_Aim_
Write out each entry again. Keep every word exactly as it is.

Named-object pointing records
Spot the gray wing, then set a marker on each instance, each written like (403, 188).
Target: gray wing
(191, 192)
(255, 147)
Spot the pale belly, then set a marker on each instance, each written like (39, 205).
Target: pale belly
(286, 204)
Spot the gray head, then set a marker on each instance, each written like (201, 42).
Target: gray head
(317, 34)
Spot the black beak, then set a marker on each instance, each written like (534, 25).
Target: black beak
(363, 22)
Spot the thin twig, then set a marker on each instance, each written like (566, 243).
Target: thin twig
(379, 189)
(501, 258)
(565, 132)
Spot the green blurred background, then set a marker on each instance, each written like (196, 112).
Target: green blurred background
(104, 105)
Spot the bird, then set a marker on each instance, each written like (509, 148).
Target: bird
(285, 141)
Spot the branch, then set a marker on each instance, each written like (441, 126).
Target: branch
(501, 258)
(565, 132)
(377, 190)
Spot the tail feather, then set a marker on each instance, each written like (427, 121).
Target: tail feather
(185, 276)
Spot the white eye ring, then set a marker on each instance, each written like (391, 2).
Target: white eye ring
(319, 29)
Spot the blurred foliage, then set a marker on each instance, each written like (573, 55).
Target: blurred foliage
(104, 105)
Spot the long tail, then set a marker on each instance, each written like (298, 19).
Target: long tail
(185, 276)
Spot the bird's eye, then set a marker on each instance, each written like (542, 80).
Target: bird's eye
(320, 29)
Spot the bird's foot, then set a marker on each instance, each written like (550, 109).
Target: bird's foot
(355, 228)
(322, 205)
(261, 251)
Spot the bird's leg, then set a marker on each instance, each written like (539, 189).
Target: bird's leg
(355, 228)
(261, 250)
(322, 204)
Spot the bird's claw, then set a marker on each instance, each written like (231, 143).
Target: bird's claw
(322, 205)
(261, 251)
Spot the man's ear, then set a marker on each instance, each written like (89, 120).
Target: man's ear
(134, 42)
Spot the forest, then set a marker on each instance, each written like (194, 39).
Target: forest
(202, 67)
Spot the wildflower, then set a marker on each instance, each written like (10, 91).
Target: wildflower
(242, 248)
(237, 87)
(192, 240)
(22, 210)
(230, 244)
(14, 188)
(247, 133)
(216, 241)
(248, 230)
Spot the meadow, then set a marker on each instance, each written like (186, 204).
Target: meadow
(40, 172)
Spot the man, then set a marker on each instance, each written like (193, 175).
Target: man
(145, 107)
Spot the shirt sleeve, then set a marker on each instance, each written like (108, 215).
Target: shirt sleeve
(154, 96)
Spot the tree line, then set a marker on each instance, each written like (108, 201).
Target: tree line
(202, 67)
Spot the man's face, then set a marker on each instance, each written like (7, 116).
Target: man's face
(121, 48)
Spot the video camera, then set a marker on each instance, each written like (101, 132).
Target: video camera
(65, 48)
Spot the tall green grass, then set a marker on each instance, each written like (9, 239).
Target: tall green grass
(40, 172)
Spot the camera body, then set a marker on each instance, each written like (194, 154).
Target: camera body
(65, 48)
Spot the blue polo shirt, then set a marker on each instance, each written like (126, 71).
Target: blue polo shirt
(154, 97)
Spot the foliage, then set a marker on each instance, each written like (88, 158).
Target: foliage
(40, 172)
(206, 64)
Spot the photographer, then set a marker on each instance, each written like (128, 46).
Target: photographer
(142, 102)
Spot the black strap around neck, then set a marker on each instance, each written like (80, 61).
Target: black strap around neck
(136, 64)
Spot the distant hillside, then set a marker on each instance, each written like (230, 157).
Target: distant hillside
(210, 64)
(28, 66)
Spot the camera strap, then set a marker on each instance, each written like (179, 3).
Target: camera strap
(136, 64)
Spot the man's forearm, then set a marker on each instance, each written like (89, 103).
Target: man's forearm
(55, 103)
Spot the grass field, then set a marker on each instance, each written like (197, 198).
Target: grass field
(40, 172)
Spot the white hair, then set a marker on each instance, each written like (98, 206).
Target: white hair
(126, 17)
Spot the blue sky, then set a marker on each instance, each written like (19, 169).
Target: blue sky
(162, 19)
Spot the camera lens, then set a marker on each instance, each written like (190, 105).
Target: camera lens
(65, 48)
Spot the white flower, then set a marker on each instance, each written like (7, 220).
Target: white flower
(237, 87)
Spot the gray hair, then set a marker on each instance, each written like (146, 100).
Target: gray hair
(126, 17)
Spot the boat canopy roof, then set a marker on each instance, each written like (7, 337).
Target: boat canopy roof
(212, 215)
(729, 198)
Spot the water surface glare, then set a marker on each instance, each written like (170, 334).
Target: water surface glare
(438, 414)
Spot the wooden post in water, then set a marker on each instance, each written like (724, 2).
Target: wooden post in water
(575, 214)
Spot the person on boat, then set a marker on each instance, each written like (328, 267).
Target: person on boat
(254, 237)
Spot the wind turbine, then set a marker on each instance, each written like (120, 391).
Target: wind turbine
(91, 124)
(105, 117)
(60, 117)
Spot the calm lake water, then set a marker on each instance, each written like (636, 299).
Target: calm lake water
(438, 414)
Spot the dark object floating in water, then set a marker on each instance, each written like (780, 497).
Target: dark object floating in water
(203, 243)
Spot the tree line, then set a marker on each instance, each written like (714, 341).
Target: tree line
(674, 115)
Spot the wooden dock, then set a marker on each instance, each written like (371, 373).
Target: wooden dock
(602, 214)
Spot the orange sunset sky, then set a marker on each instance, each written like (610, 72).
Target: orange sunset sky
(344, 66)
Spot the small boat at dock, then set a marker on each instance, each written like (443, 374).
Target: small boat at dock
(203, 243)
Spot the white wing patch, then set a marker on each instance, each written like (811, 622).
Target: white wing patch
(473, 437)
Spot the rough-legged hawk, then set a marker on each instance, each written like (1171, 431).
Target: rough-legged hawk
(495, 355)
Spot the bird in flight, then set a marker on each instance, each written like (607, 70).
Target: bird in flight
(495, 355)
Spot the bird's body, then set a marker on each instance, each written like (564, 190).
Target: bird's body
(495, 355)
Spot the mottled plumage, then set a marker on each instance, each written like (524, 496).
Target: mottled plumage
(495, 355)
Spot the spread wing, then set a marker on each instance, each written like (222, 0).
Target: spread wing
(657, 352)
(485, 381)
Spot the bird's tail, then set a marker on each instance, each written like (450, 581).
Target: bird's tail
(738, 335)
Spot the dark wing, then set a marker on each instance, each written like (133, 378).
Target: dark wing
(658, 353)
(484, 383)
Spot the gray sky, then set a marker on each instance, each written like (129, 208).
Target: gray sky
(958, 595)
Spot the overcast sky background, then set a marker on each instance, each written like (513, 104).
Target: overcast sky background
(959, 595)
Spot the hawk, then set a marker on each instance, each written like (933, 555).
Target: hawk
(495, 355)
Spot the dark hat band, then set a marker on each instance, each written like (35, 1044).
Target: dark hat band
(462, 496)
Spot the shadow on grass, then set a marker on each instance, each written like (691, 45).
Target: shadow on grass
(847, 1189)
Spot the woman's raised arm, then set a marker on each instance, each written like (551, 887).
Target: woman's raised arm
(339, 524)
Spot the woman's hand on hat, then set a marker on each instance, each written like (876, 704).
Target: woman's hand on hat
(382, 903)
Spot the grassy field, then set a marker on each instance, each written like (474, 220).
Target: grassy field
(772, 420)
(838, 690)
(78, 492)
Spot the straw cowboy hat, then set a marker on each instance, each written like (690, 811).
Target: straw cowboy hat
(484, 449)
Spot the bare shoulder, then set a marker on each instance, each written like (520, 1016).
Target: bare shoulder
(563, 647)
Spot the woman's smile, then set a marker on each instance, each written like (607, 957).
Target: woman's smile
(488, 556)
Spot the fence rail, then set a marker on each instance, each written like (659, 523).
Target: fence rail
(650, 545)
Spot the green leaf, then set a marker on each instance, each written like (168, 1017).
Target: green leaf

_Solved problem_
Spot the gray wing, then set a marker on each instance, each written like (403, 188).
Target: gray wing
(191, 192)
(255, 147)
Spot the pale belly, then set a marker on each instance, each written like (39, 205).
Target: pale belly
(286, 204)
Spot the gray head, then set a marker on each instance, each written like (201, 42).
Target: gray head
(317, 34)
Spot the black beak, then set a marker on each instance, each written like (534, 25).
Target: black beak
(363, 22)
Spot the thin twig, then set a marker on each instance, each written like (566, 243).
Target: thin twig
(379, 189)
(501, 258)
(565, 132)
Spot the green blurred background, then set a marker on each instance, each written like (196, 112).
Target: green blurred background
(104, 105)
Spot the bird, then set a marker on each instance, each written like (509, 148).
Target: bird
(285, 141)
Spot the branch, then set a marker on each instance, each written like (441, 126).
Target: branch
(501, 258)
(565, 132)
(377, 190)
Spot the tail feather, then set a marker on each instance, each written like (427, 121).
Target: tail feather
(185, 276)
Spot the white eye ring, then set a marker on each instance, each written like (391, 2).
Target: white eye ring
(319, 29)
Spot the blurred foliage, then set a marker on each instance, each written like (573, 55).
Target: blurred foliage
(104, 105)
Spot the long tail, then set a marker on each instance, each written like (298, 19).
Target: long tail
(185, 276)
Spot the bird's eye, then set a marker on each instance, each written like (542, 80).
Target: bird's eye
(320, 29)
Spot the bird's foot, then set a marker on each instance, each written like (550, 109).
Target: bird's foot
(355, 228)
(322, 205)
(261, 251)
Spot the bird's leg, then set a marker on each instance, each written like (539, 189).
Target: bird's leg
(355, 228)
(261, 250)
(322, 204)
Spot the bird's claw, then set a marker on each instance, each written like (231, 143).
Target: bird's claw
(322, 205)
(261, 251)
Spot the man's ear, then set a marker on each instance, each written like (89, 120).
Target: man's ear
(134, 42)
Spot the forest, then set a marker on each instance, each written like (194, 39).
Target: forest
(202, 67)
Spot the wildflower, then set a marker on each instance, each written like (10, 91).
Target: wildflower
(242, 248)
(237, 87)
(192, 240)
(22, 210)
(230, 244)
(14, 188)
(247, 133)
(216, 241)
(248, 230)
Spot the meadow, then set a marker on each instance, each written like (186, 204).
Target: meadow
(40, 172)
Spot the man, then set a marker on each instance, each written like (193, 175).
Target: man
(145, 107)
Spot the shirt sleeve, then set a marker on each instance, each written like (108, 215).
Target: shirt sleeve
(154, 96)
Spot the tree line, then set a marker on each instance, each written like (108, 201).
Target: tree line
(202, 67)
Spot the man's face, then set a marker on each instance, each written like (7, 116).
Target: man's face
(121, 48)
Spot the video camera, then set a marker on each instance, each written like (101, 132).
Target: video camera
(65, 48)
Spot the tall green grass, then set a marker on each instance, each written like (9, 239).
Target: tall green grass
(40, 172)
Spot the camera body, then set a marker on each instance, each written like (194, 154).
Target: camera body
(65, 48)
Spot the blue polo shirt, then set a marker on each instance, each written like (126, 71).
Target: blue polo shirt
(154, 97)
Spot the foliage, then set a marker on each instance, each written like (88, 158).
Target: foliage
(40, 172)
(206, 64)
Spot the photographer, then set a marker on each instance, each written like (128, 46).
Target: photographer
(142, 102)
Spot the black strap around neck, then set a marker on each instance, each written like (80, 61).
Target: black strap around neck
(136, 64)
Spot the distant hillside, then set a marker on each instance, each written like (230, 157).
Target: distant hillside
(210, 64)
(28, 66)
Spot the camera strap, then set a marker on each instance, each written like (179, 3).
Target: camera strap
(136, 64)
Spot the man's forearm, then set a marker on each instance, each written like (89, 103).
Target: man's forearm
(55, 103)
Spot the grass field, then set a marker on each instance, each written like (197, 198).
Target: grass field
(40, 172)
Spot the white hair, then set a marker on each instance, each written like (98, 206).
Target: white hair
(126, 17)
Spot the blue sky, then set a marker on each instance, each written like (19, 169).
Target: blue sky
(162, 19)
Spot the camera lens, then set a marker on each instance, each written like (190, 105).
Target: camera lens
(65, 48)
Spot the white flower, then set a marker on each instance, each written like (7, 220).
Target: white flower
(237, 87)
Spot the gray hair, then set a marker on each instance, each written like (146, 100).
Target: gray hair
(126, 17)
Spot the boat canopy roof, then set a marker on each instance, each written like (7, 337).
Target: boat canopy roof
(212, 215)
(729, 198)
Spot the water surface glare, then set a marker on each instance, each written like (170, 334).
Target: water surface glare
(438, 414)
Spot the wooden post in water, then set a marker on each instance, each written like (724, 2).
Target: wooden post in water
(575, 214)
Spot the person on boat, then set a marker on each instance, each written like (328, 267).
Target: person on boat
(254, 237)
Spot the wind turbine, then set a marker on each instance, each written like (120, 391).
Target: wind turbine
(91, 124)
(105, 117)
(60, 117)
Spot the calm lake water, then set a marker on each instance, each written like (636, 299).
Target: calm lake water
(438, 414)
Spot the dark object floating in water, then set a marker on each instance, each written like (780, 497).
Target: dark object floating in water
(203, 243)
Spot the tree line, then set a marker on each instance, each written like (714, 341).
Target: tree line
(674, 115)
Spot the wooden dock, then set a marker on each instance, each written like (371, 373).
Target: wooden dock
(602, 214)
Spot the orange sunset sky, then set a marker on each instance, each written like (610, 72).
Target: orange sunset sky
(344, 66)
Spot the small boat at dock, then set a marker on each instance, each written like (443, 374).
Target: small boat at dock
(203, 243)
Spot the white wing patch, then set a marker on each instance, each written like (811, 622).
Target: white wing patch
(473, 437)
Spot the rough-legged hawk, then set a marker on each instance, each written like (1171, 431).
Target: rough-legged hawk
(495, 355)
Spot the bird in flight, then set a marker on each instance, each written like (607, 70).
Target: bird in flight
(495, 355)
Spot the bird's body, then set a marker on each instance, each written like (564, 190).
Target: bird's body
(495, 355)
Spot the mottled plumage, then set a marker on each instance, each written like (524, 496).
Target: mottled plumage
(495, 355)
Spot the spread wing, then set a marker on each instance, each written like (222, 0).
Target: spread wing
(657, 352)
(485, 381)
Spot the bird's tail, then set a marker on each instance, each written like (450, 581).
Target: bird's tail
(738, 335)
Spot the dark wing, then set a marker on each instance, each written like (133, 378).
Target: dark wing
(658, 353)
(484, 383)
Spot the gray sky, then set a marker on each instance, each written like (129, 208).
Target: gray sky
(958, 595)
Spot the overcast sky background, then set a marker on each instance, each written like (513, 104).
Target: overcast sky background
(959, 595)
Spot the hawk, then set a marker on each instance, each written like (933, 555).
Target: hawk
(495, 355)
Spot the dark hat band, then set a marker on each instance, each written like (35, 1044).
Target: dark hat band
(462, 496)
Spot the shadow on grass, then set a marker on each instance, each written like (691, 45).
Target: shadow on grass
(847, 1189)
Spot the woman's raised arm, then set a marker on each instance, each written like (551, 887).
Target: woman's raised arm
(339, 524)
Spot the woman's hand on hat, then set a marker on each instance, each written like (876, 704).
Target: woman's hand on hat
(382, 903)
Spot the grassy field, then set a marker on each instance, each written like (474, 220).
Target: grassy field
(772, 420)
(838, 690)
(78, 492)
Spot the straw cowboy hat, then set a marker on each instance, each written like (690, 811).
Target: straw cowboy hat
(484, 449)
Spot the bare shoulder, then set a marker on each instance, each written like (520, 1016).
Target: bare shoulder
(563, 647)
Spot the woman's smile, then set a marker on each instance, each written like (607, 957).
Target: woman's smile
(488, 556)
Spot the fence rail, then set a marker on each instance, each written like (659, 523).
Target: fence rail
(650, 545)
Spot the green leaf, then set a marker on each instance, each written like (168, 1017).
Target: green leaf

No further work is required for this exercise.